Written exercise -
Convert the listing below into a JSON array of strings, one string per line, and omit any blank lines. Leave the pictures out of your answer.

Exercise input -
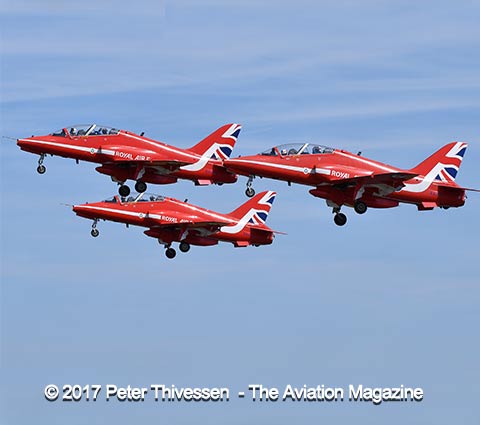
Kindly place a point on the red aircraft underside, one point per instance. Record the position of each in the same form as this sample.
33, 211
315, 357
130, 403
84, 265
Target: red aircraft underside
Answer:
124, 155
170, 220
343, 178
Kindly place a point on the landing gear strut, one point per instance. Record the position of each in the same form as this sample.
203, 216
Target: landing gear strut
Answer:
340, 219
250, 191
184, 246
41, 168
170, 253
94, 232
140, 186
360, 207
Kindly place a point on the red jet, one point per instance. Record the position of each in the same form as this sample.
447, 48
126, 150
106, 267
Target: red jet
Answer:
343, 178
170, 220
124, 155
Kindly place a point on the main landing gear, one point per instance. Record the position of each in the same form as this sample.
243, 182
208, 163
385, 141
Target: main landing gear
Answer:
250, 191
124, 190
41, 168
94, 232
171, 253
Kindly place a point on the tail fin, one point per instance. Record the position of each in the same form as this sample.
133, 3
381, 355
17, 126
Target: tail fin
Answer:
219, 145
444, 164
255, 210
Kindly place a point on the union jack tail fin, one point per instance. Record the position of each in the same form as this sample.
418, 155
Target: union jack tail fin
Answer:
255, 211
219, 144
444, 164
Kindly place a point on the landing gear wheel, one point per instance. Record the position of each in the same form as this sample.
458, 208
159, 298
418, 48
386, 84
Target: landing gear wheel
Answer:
340, 219
360, 207
184, 246
124, 190
140, 186
170, 253
250, 192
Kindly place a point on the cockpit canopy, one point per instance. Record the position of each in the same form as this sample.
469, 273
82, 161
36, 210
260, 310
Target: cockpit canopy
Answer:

Reply to the task -
[
  "Kindly place a point on the red aircraft underside, one point per instance. Record the position of each in the same form as this sample.",
  "33, 211",
  "315, 357",
  "130, 403",
  "84, 265",
  "Target: red aircraft underside",
  "Answer:",
  "124, 155",
  "170, 220",
  "343, 178",
  "Kindly place a point on the landing gear strut, one point per instance. Record the position of each in the same form as this sample.",
  "203, 216",
  "Target: landing gear strut",
  "Answer:",
  "340, 219",
  "250, 191",
  "184, 246",
  "41, 168",
  "170, 253",
  "94, 232",
  "140, 186",
  "360, 207",
  "Kindly place a point on the red jet, one point per instance. Record the position of each in the same form as this sample.",
  "447, 48",
  "126, 150",
  "106, 267",
  "Target: red jet",
  "Answer:",
  "343, 178",
  "170, 220",
  "124, 155",
  "Kindly place a point on the main landing gear, one point per instance. Record the position of each in the same form as this sample.",
  "243, 182",
  "208, 163",
  "385, 141",
  "Target: main landing gear",
  "Answer:",
  "250, 191",
  "124, 190",
  "41, 168",
  "94, 232",
  "171, 253",
  "Kindly place a point on the tail fin, one point per instance. Record the position of each in the same form as this sample.",
  "133, 3",
  "381, 355",
  "17, 126",
  "Target: tail fin",
  "Answer:",
  "219, 145",
  "444, 164",
  "255, 210",
  "Kindly place a point on the union jack tail fin, one point per instance. Record the position of each in the same form as this sample.",
  "418, 155",
  "Target: union jack tail fin",
  "Answer:",
  "255, 211",
  "219, 144",
  "444, 164",
  "Kindly place a point on the landing gear wheel, one point per instance. Record the position of each in the same form as this sample.",
  "458, 208",
  "159, 298",
  "418, 48",
  "386, 84",
  "Target: landing gear wheel",
  "Answer:",
  "340, 219",
  "360, 207",
  "184, 246",
  "124, 190",
  "140, 186",
  "170, 253",
  "250, 192",
  "Kindly place a point on the cockpit canopy, one point per instance. Record the position of each in the same form as this sample.",
  "469, 273",
  "82, 161",
  "36, 210",
  "260, 310",
  "Target: cockpit canopy",
  "Answer:"
]